··· DATASET ···

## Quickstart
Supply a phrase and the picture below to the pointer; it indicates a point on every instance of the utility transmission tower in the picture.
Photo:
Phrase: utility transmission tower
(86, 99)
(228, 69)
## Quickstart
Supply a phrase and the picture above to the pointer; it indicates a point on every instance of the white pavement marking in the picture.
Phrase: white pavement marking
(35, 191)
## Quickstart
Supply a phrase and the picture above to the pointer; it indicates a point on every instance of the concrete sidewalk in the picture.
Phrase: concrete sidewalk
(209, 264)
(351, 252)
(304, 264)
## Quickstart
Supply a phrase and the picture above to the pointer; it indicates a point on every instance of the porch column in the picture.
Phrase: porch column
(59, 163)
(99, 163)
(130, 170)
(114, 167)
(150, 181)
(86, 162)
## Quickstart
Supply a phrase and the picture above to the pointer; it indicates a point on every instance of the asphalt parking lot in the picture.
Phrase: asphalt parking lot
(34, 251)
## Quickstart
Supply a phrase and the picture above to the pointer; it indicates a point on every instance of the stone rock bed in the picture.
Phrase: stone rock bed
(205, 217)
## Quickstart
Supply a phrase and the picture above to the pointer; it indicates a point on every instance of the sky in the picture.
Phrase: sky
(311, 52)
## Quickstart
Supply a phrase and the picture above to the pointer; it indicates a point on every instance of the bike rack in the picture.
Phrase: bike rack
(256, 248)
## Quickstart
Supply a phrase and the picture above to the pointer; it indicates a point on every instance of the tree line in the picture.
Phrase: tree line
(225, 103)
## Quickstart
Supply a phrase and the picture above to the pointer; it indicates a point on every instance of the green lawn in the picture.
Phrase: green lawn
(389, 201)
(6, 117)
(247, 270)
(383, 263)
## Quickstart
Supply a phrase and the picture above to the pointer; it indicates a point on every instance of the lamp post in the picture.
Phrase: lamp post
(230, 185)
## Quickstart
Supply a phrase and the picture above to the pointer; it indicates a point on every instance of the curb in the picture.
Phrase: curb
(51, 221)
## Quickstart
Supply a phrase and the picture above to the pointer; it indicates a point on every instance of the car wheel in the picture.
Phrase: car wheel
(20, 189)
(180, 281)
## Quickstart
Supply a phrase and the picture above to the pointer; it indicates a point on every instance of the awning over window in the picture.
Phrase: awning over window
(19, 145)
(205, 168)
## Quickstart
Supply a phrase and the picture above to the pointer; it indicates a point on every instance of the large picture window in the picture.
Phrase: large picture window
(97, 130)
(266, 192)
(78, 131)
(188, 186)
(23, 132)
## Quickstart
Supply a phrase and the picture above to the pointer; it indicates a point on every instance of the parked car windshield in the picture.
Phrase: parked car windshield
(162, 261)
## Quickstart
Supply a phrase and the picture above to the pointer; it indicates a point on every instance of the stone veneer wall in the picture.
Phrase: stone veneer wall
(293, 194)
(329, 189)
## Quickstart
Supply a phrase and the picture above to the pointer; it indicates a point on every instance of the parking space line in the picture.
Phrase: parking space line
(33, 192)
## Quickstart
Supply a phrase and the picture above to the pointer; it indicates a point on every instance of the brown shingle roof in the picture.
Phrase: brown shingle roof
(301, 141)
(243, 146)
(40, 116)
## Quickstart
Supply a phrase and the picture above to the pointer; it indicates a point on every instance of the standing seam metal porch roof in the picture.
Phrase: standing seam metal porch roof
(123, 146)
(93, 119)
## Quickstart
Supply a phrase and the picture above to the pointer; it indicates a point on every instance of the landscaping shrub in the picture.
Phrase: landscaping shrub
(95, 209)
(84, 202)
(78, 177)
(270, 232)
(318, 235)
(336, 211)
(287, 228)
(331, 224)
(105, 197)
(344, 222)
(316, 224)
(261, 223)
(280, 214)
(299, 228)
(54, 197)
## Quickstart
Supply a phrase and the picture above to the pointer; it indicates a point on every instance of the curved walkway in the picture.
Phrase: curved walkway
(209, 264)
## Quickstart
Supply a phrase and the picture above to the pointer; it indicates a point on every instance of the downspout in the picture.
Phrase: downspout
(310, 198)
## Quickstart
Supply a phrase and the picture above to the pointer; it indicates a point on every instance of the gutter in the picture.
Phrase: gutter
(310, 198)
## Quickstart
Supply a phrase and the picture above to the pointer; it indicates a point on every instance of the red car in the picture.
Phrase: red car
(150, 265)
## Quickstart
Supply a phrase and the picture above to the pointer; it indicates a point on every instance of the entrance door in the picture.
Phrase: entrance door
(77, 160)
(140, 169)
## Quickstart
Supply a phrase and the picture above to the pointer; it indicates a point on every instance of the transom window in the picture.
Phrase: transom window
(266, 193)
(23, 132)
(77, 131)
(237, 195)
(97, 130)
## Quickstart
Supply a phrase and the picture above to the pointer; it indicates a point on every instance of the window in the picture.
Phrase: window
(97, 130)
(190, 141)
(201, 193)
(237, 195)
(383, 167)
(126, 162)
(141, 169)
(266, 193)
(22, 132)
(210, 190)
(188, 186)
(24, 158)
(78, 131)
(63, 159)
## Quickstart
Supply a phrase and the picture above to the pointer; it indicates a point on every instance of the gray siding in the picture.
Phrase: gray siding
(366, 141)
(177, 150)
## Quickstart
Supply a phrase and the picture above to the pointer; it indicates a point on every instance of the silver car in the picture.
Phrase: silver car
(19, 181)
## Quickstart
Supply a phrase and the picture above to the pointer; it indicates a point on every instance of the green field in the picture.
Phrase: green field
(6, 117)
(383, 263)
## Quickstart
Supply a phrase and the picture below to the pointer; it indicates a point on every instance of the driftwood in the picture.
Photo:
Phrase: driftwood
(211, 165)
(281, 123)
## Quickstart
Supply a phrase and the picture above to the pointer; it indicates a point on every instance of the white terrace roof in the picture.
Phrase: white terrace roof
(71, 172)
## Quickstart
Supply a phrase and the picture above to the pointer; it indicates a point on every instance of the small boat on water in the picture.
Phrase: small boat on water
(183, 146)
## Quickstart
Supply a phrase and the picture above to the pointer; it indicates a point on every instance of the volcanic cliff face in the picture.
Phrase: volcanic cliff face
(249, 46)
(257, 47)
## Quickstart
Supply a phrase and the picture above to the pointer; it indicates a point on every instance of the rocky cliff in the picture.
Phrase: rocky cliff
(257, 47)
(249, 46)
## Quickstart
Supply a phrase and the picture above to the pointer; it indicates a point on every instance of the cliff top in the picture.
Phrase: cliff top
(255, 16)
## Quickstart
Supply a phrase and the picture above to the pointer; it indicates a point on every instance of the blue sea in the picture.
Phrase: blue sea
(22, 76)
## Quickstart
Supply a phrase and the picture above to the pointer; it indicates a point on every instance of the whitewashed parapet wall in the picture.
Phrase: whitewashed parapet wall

···

WORK REQUEST
Using the records above, pull out each line where the word "whitewashed" occurs.

SOLUTION
Supply a phrase and the picture above to the pointer; it indicates a point on every instance of the whitewashed parapet wall in the picture.
Phrase: whitewashed parapet wall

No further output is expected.